* _DO THIS_: Locate each line in the records below that contains the word "small", and copy those lines. Treat uppercase and lowercase letters as different.

— start of RECORDS SHOWN —

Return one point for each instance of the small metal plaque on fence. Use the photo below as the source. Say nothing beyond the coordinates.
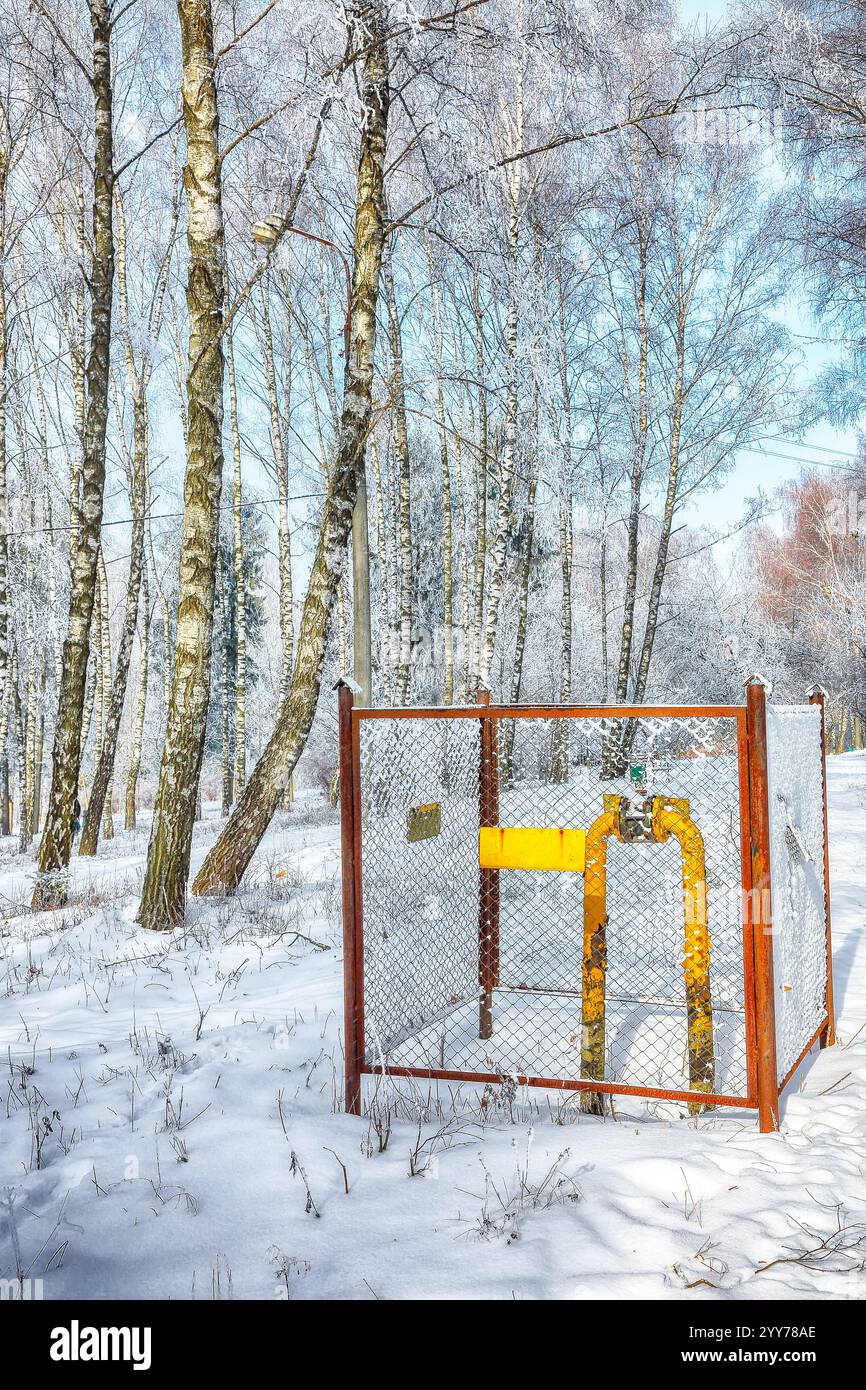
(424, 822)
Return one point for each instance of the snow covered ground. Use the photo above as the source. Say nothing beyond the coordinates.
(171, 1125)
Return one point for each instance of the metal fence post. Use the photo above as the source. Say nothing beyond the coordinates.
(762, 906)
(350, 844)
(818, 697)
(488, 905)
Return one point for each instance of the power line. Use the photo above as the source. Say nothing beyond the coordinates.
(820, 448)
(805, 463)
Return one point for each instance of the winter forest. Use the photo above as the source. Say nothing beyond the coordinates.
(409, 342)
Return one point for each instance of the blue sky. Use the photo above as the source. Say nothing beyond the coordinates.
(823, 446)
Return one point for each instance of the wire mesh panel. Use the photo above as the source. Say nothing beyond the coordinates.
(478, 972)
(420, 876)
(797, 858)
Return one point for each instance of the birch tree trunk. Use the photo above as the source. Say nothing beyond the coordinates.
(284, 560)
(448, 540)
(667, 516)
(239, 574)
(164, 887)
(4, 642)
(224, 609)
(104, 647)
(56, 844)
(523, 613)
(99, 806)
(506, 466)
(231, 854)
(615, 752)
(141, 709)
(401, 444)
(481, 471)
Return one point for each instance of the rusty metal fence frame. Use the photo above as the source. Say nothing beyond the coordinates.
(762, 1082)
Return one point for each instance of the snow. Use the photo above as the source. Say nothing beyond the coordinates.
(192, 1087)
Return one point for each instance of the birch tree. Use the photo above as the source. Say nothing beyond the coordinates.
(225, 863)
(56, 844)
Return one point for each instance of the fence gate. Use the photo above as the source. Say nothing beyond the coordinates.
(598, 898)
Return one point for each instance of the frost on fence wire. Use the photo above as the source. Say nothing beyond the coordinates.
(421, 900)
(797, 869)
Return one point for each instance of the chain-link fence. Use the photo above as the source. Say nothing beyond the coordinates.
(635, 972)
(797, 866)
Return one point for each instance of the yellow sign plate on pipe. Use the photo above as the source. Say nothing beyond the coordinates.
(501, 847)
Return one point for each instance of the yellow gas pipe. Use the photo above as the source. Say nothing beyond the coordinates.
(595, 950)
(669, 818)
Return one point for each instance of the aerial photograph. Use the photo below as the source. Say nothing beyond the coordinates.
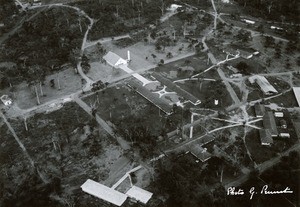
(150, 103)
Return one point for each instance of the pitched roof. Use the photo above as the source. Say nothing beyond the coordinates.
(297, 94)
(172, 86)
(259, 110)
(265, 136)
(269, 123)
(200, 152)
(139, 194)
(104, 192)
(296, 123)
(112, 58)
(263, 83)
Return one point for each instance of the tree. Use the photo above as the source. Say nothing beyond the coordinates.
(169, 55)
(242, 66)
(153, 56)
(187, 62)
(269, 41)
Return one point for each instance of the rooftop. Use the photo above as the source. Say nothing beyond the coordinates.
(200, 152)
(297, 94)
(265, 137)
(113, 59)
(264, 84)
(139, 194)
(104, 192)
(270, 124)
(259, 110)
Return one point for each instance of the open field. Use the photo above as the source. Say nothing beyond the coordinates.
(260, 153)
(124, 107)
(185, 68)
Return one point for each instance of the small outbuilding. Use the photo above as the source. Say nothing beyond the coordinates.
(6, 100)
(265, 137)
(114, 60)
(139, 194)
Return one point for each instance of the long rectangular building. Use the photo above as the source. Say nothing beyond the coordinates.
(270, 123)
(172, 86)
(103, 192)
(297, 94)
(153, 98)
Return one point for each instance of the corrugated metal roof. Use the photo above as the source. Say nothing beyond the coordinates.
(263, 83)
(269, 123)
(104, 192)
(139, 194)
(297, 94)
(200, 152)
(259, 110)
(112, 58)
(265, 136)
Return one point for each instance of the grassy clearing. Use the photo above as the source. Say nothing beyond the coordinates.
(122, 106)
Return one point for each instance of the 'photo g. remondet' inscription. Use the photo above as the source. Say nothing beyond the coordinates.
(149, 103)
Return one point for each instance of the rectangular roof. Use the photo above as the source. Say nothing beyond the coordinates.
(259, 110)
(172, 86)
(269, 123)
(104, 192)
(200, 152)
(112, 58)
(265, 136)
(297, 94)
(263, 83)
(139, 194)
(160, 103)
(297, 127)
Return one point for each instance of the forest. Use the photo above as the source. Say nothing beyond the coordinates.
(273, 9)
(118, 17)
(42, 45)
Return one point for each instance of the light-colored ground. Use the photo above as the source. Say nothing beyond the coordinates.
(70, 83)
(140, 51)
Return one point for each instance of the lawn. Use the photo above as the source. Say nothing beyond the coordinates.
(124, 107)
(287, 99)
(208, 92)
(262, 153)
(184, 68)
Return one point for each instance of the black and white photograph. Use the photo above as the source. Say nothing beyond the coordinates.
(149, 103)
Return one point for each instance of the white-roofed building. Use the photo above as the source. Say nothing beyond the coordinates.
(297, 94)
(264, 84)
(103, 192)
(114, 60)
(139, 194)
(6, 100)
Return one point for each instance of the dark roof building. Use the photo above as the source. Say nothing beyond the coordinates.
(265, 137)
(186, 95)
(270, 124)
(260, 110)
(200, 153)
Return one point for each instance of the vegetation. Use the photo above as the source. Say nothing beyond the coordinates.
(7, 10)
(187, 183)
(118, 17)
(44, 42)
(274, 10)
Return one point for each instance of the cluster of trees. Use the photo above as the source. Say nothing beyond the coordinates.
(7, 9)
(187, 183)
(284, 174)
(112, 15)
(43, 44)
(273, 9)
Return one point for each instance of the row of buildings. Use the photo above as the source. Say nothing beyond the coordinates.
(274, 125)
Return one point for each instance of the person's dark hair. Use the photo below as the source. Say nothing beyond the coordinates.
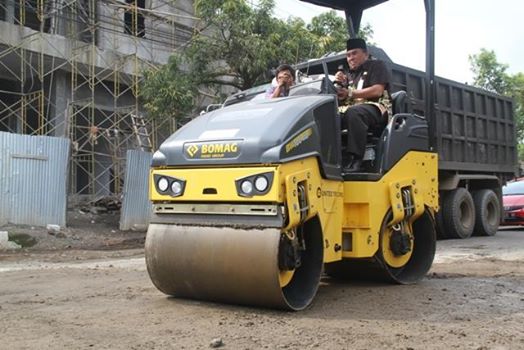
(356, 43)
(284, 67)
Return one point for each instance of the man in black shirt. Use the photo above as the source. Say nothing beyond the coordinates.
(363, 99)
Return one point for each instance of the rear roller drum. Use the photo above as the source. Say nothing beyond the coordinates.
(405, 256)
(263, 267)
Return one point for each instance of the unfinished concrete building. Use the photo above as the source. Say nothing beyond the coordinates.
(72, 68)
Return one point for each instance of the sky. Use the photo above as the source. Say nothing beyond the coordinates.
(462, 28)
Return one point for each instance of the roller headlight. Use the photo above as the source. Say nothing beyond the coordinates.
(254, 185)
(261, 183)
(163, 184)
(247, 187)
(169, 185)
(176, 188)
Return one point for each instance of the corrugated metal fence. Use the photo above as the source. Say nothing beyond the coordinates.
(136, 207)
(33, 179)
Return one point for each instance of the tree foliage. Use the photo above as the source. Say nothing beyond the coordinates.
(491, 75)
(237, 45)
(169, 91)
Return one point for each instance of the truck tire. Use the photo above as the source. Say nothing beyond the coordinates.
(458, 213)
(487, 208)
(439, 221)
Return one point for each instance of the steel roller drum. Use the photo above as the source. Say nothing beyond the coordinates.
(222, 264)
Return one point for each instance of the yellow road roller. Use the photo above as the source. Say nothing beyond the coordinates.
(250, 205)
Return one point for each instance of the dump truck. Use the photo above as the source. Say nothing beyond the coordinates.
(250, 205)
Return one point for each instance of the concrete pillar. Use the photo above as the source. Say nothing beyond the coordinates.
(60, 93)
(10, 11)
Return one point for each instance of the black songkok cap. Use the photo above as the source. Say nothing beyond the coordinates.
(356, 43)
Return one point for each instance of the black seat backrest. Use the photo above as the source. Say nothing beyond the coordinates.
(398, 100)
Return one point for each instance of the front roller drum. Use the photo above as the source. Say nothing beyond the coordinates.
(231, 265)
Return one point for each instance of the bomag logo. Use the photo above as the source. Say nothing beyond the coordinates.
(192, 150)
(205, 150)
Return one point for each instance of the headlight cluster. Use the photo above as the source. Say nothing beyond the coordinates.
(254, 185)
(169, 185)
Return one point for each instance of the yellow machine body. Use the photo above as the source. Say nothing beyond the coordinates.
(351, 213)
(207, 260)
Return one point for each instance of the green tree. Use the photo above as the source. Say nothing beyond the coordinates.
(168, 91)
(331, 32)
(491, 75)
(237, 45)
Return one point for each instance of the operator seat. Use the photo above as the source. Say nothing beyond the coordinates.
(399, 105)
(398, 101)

— end of RECORDS SHOWN —
— start of RECORDS SHOWN —

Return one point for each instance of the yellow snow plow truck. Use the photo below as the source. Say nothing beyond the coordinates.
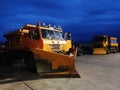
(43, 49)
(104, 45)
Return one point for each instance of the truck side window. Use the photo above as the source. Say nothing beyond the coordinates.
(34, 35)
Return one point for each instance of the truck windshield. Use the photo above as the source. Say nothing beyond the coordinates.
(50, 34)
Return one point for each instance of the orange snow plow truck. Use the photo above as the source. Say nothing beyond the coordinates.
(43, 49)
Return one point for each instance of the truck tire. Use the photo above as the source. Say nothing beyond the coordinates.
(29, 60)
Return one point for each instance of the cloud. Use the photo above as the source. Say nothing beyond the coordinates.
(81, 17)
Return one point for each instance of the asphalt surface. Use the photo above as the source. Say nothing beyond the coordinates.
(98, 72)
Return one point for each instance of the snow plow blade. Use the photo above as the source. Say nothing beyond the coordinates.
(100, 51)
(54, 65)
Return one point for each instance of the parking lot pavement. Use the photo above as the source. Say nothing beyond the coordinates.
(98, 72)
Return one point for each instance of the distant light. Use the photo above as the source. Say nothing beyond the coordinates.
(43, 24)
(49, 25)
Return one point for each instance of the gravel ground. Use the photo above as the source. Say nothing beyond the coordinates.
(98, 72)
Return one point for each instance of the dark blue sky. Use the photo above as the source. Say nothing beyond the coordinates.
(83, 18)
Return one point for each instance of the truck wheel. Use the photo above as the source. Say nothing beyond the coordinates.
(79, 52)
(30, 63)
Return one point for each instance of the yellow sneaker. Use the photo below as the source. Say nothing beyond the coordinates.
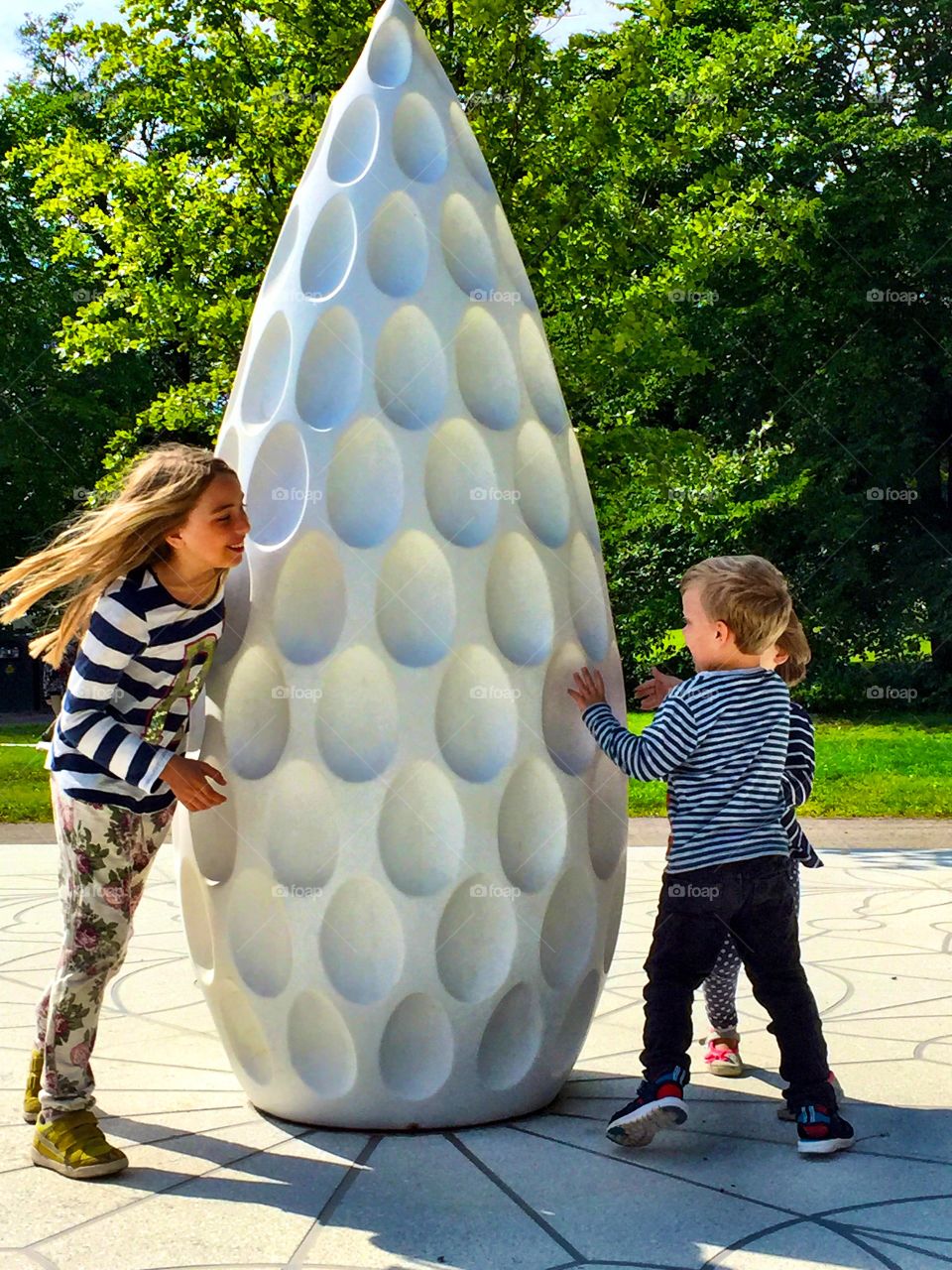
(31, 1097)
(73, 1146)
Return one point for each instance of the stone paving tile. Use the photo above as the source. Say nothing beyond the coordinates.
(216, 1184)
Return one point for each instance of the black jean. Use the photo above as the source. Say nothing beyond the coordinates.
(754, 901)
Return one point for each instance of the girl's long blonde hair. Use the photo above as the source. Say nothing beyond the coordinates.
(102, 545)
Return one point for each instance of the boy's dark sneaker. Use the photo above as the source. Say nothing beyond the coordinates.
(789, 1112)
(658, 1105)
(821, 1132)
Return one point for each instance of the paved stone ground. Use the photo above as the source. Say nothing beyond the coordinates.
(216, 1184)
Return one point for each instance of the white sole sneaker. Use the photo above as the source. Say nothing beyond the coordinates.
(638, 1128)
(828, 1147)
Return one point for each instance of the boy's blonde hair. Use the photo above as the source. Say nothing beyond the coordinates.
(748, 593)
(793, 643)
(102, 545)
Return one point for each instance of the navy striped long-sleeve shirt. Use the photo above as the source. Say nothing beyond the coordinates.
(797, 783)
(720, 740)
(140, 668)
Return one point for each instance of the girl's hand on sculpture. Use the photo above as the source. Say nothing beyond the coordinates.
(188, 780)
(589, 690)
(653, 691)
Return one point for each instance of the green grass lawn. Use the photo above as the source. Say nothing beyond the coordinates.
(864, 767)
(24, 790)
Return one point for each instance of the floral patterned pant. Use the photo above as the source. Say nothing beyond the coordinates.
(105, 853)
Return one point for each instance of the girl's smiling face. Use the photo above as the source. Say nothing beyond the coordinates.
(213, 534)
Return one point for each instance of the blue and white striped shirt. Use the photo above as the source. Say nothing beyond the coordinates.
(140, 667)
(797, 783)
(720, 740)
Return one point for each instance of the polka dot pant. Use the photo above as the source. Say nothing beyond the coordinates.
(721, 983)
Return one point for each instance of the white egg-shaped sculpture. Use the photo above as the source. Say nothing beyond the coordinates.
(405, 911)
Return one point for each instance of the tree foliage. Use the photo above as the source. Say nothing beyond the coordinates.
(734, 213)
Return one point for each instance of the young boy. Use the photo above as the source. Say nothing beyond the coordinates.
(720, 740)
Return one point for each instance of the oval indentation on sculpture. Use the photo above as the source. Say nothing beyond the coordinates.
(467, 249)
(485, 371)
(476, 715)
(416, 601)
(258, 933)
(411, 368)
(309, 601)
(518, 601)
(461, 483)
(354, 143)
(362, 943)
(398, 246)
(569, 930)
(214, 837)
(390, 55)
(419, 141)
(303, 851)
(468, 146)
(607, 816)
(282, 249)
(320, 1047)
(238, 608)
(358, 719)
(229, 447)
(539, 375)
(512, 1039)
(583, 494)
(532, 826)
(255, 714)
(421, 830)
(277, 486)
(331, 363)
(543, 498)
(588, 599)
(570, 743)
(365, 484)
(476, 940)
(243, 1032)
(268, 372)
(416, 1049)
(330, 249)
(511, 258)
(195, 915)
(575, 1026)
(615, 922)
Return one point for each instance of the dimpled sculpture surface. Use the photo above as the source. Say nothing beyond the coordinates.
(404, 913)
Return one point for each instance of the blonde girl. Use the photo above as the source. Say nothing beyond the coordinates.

— end of RECORDS SHOWN —
— start of RECORDS SHOWN —

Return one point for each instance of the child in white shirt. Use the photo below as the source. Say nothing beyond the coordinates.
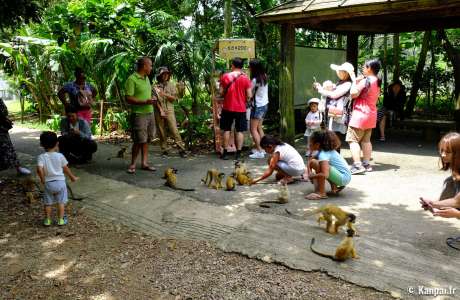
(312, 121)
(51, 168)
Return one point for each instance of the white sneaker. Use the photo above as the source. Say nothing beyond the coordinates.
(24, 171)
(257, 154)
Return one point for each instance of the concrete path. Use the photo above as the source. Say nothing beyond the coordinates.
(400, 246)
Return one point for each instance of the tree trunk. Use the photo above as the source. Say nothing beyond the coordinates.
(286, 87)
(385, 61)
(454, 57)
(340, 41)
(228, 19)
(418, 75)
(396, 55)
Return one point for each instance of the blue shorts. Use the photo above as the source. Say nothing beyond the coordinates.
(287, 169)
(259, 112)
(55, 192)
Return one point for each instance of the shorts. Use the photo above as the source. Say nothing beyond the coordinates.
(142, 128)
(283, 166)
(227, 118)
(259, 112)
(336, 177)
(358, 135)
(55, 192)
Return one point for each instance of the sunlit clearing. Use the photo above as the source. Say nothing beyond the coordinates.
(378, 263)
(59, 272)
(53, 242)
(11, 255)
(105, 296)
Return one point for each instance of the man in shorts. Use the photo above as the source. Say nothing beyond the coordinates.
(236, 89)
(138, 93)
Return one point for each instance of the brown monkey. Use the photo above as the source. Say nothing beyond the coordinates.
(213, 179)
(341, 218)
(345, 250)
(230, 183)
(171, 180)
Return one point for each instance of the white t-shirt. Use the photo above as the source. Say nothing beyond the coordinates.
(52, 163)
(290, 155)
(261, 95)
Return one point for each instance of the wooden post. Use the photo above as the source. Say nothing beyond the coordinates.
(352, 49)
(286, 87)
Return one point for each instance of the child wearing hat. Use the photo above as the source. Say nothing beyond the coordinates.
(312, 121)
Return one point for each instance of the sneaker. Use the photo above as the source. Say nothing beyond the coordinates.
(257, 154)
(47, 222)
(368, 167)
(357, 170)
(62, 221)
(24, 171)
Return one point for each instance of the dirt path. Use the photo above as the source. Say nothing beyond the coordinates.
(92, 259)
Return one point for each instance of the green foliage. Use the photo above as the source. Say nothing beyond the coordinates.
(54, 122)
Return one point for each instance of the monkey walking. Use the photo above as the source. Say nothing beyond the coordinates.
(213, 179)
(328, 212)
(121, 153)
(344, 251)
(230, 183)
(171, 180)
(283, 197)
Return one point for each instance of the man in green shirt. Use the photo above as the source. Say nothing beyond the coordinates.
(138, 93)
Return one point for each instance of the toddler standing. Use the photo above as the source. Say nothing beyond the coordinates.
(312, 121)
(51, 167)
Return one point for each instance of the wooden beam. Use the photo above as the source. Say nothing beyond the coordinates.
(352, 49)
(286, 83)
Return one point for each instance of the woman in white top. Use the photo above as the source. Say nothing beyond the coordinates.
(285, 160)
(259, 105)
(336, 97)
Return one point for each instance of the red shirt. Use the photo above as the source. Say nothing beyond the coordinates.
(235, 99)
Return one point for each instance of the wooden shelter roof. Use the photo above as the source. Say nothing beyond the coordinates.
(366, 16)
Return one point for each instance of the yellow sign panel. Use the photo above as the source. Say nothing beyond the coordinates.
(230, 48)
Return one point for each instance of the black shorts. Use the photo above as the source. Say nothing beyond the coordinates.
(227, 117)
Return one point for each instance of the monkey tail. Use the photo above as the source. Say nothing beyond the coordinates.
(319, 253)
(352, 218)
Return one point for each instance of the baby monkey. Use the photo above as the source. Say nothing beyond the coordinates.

— end of RECORDS SHOWN —

* _REPLY TO THE EXERCISE_:
Return one point for each instance of the small metal plaque on fence. Use the photo below as the source. Say nothing beyond the coordinates.
Return one point for each instance of the small outbuilding. Use the photo above as the source. Say nothing beyond the coordinates.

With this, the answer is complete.